• **Provided entries**:
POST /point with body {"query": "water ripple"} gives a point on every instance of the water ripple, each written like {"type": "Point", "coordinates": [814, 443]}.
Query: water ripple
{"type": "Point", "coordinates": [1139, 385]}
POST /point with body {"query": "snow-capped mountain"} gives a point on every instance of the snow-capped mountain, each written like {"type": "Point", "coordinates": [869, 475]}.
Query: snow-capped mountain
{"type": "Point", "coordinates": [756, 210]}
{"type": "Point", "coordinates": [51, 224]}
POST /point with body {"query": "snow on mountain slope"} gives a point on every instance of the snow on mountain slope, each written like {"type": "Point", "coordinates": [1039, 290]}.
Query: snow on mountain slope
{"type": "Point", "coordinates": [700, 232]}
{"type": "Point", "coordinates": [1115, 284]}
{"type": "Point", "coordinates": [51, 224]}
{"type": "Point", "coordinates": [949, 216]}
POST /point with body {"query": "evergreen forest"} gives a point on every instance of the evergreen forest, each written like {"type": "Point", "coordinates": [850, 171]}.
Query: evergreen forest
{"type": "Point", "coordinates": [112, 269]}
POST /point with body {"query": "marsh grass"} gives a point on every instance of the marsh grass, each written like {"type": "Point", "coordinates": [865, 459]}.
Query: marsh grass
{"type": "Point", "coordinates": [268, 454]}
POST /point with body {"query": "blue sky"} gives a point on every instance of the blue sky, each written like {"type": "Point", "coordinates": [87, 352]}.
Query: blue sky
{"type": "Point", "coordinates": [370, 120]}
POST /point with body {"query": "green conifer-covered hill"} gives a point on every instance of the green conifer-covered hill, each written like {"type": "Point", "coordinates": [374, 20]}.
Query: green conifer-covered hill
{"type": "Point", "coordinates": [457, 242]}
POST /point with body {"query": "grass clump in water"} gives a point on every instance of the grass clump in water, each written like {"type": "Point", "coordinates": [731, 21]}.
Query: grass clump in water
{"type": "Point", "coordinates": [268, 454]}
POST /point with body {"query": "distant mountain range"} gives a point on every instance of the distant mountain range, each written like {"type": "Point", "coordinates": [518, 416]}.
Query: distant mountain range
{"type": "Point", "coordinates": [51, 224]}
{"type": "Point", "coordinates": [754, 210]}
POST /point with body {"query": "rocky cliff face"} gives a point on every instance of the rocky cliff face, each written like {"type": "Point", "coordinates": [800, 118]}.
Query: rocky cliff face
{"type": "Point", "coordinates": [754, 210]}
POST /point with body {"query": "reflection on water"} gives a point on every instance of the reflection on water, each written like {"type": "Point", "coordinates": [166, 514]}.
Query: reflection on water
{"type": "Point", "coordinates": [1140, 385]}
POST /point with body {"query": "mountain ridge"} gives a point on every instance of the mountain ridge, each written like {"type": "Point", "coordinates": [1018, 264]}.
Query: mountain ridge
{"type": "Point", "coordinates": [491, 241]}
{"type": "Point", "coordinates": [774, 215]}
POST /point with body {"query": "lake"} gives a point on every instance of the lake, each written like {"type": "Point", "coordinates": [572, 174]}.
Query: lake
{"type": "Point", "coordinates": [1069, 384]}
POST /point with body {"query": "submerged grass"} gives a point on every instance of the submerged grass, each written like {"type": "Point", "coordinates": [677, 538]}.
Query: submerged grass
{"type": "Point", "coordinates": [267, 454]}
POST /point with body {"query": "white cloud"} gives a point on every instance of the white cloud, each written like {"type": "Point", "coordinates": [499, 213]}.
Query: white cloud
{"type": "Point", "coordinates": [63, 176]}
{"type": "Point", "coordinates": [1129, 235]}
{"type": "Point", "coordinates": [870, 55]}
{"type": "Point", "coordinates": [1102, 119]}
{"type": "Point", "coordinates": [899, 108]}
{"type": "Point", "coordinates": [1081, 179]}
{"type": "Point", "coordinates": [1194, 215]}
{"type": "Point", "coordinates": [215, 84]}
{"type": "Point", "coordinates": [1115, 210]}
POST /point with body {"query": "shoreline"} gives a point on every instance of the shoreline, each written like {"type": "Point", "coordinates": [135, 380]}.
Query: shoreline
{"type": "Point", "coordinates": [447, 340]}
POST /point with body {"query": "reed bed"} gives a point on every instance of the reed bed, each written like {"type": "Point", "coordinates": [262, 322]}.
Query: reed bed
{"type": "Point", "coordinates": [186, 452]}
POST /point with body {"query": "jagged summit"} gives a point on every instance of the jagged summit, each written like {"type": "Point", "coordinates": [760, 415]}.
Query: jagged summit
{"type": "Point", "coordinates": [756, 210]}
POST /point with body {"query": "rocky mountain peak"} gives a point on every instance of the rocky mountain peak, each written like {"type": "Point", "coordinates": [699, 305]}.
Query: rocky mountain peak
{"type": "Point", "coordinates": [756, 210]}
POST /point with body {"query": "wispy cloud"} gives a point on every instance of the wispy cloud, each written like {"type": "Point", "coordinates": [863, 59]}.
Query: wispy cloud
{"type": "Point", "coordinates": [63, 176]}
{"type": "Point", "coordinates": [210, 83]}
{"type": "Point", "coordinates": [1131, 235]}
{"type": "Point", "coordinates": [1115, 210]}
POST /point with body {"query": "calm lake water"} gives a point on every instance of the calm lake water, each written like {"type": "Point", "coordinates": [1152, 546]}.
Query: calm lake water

• **Try it**: Write every record above out again exactly as it stands.

• **Exercise output**:
POST /point with body {"query": "water ripple"} gives a point on every instance of the water ripple, each written like {"type": "Point", "coordinates": [814, 443]}.
Query: water ripple
{"type": "Point", "coordinates": [1139, 385]}
POST /point with body {"query": "snow-capped mountain"} gives a point on every instance of the snow-capped mountain, each written like {"type": "Point", "coordinates": [869, 475]}.
Query: snow-capped mountain
{"type": "Point", "coordinates": [756, 210]}
{"type": "Point", "coordinates": [51, 224]}
POST /point with body {"query": "snow on mountain slope"} gives a point on every instance of the snow on mountain slope, each written like {"type": "Point", "coordinates": [1039, 290]}.
Query: snow on mountain slope
{"type": "Point", "coordinates": [700, 232]}
{"type": "Point", "coordinates": [1115, 284]}
{"type": "Point", "coordinates": [51, 224]}
{"type": "Point", "coordinates": [949, 216]}
POST /point with body {"query": "evergreen forest"} gives a point on every instance of the evergreen forest, each written like {"type": "Point", "coordinates": [850, 171]}.
Query: evergreen forest
{"type": "Point", "coordinates": [112, 269]}
POST /point with body {"query": "marsh grass"} gives a point on every instance of the marsh grass, each written like {"type": "Point", "coordinates": [865, 459]}.
Query: marsh grass
{"type": "Point", "coordinates": [268, 454]}
POST /point with body {"query": "blue sky"} gives a point on every instance of the blue sky, each written like {"type": "Point", "coordinates": [87, 352]}.
Query: blue sky
{"type": "Point", "coordinates": [370, 120]}
POST /point with body {"query": "green conifer-covered hill"} gives a point on every instance of the green conifer-covered hill, each written like {"type": "Point", "coordinates": [374, 20]}.
Query: green conifer-covered hill
{"type": "Point", "coordinates": [457, 242]}
POST /point with body {"query": "grass clump in water"} gives a point on every instance of the grass clump in water, each written like {"type": "Point", "coordinates": [731, 21]}.
Query: grass clump in water
{"type": "Point", "coordinates": [268, 454]}
POST /point with body {"query": "distant mountain range"} gives a point on every instance of the distant mountain range, each written like {"type": "Point", "coordinates": [518, 416]}.
Query: distant mountain range
{"type": "Point", "coordinates": [51, 224]}
{"type": "Point", "coordinates": [754, 210]}
POST /point with body {"query": "rocky cliff face"} gives a point on every instance of the rocky cliff face, each written like {"type": "Point", "coordinates": [800, 118]}.
Query: rocky cliff face
{"type": "Point", "coordinates": [754, 210]}
POST /point with body {"query": "reflection on water"} gives a point on every instance of the reflection on water, each written like {"type": "Point", "coordinates": [166, 514]}.
Query: reflection on water
{"type": "Point", "coordinates": [1140, 385]}
POST /point with body {"query": "mountain ridge"} gives a point on every instance of the mountain ridge, each written like {"type": "Point", "coordinates": [1018, 264]}.
Query: mountain ridge
{"type": "Point", "coordinates": [491, 241]}
{"type": "Point", "coordinates": [774, 215]}
POST /point with body {"query": "lake"} gives a point on every instance of the lake, each written like {"type": "Point", "coordinates": [572, 174]}.
Query: lake
{"type": "Point", "coordinates": [1069, 384]}
POST /point with body {"query": "submerged grass"} gives a point on every instance of the submerged grass, each written like {"type": "Point", "coordinates": [677, 538]}.
Query: submerged grass
{"type": "Point", "coordinates": [267, 454]}
POST /point with body {"query": "white cloud"} gives a point on every instance of the white cloud, each written like {"type": "Point", "coordinates": [499, 213]}.
Query: white cloud
{"type": "Point", "coordinates": [63, 176]}
{"type": "Point", "coordinates": [1129, 235]}
{"type": "Point", "coordinates": [870, 55]}
{"type": "Point", "coordinates": [1102, 119]}
{"type": "Point", "coordinates": [899, 108]}
{"type": "Point", "coordinates": [1081, 179]}
{"type": "Point", "coordinates": [1194, 215]}
{"type": "Point", "coordinates": [215, 84]}
{"type": "Point", "coordinates": [1115, 210]}
POST /point with body {"query": "shoreline"} gives a point on every instance of the shoreline, each written like {"type": "Point", "coordinates": [135, 380]}.
Query: shoreline
{"type": "Point", "coordinates": [447, 340]}
POST /point with body {"query": "reed bed"} gives a point on every instance of the reed bed, each written like {"type": "Point", "coordinates": [262, 322]}.
Query: reed bed
{"type": "Point", "coordinates": [186, 452]}
POST /point with body {"query": "jagged summit"} gives a point on every instance of the jagged summit, each written like {"type": "Point", "coordinates": [760, 415]}.
Query: jagged summit
{"type": "Point", "coordinates": [756, 210]}
POST /point with body {"query": "rocky mountain peak"} gives a point on every instance of the rocky mountain peak, each written like {"type": "Point", "coordinates": [699, 305]}.
Query: rocky mountain peak
{"type": "Point", "coordinates": [756, 210]}
POST /point with body {"query": "wispy cloud"} gives a point on every instance of the wispy cloud, each written like {"type": "Point", "coordinates": [863, 59]}.
Query: wispy cloud
{"type": "Point", "coordinates": [63, 176]}
{"type": "Point", "coordinates": [210, 83]}
{"type": "Point", "coordinates": [1131, 235]}
{"type": "Point", "coordinates": [1115, 210]}
POST /point with body {"query": "calm lake water"} gives a point on every instance of the calm lake water, each written like {"type": "Point", "coordinates": [1152, 546]}.
Query: calm lake water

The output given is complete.